▶ [Short exercise]
Recast the items below as a numbered list, starting at the line with "Box every visible red" and continuing up to and including the last line of the items, with blank lines left out and no other lines included.

━━━━━━━━━━━━━━━━━━━━

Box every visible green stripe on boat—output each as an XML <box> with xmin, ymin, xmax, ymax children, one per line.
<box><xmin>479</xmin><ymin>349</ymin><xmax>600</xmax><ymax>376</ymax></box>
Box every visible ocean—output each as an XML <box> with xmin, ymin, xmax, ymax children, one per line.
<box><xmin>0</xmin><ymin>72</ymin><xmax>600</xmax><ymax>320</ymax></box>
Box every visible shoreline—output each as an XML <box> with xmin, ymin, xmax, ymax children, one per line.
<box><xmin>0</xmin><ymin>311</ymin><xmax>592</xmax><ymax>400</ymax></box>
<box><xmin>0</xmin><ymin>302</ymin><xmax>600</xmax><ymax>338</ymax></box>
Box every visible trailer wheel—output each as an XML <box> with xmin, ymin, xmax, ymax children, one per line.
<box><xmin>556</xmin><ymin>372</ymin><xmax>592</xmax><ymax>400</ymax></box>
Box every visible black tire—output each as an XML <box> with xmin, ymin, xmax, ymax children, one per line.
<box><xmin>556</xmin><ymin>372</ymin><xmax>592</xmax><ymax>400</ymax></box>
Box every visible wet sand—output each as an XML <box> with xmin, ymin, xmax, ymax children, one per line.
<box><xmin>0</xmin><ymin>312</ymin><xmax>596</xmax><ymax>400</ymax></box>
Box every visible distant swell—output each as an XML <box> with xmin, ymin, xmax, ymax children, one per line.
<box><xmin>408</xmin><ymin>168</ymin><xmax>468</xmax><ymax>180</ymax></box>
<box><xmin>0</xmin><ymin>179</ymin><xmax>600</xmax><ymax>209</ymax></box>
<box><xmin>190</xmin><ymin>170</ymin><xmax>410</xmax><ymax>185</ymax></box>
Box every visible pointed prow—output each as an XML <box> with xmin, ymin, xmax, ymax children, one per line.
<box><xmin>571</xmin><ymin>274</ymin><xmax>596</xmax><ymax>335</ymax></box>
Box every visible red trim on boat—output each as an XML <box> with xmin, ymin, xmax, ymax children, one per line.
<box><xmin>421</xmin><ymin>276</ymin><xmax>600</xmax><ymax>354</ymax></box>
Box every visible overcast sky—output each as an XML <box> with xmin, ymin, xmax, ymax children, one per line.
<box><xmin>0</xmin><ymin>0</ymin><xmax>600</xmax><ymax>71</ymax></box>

━━━━━━━━━━━━━━━━━━━━

▶ [Final result]
1. Box every visible red trim on boat—output each as an XML <box> with xmin, ymin, xmax, ymax children, one per line.
2. <box><xmin>421</xmin><ymin>276</ymin><xmax>600</xmax><ymax>354</ymax></box>
3. Box every visible overcast sky—output each as an XML <box> with xmin, ymin, xmax, ymax children, one per line.
4. <box><xmin>0</xmin><ymin>0</ymin><xmax>600</xmax><ymax>71</ymax></box>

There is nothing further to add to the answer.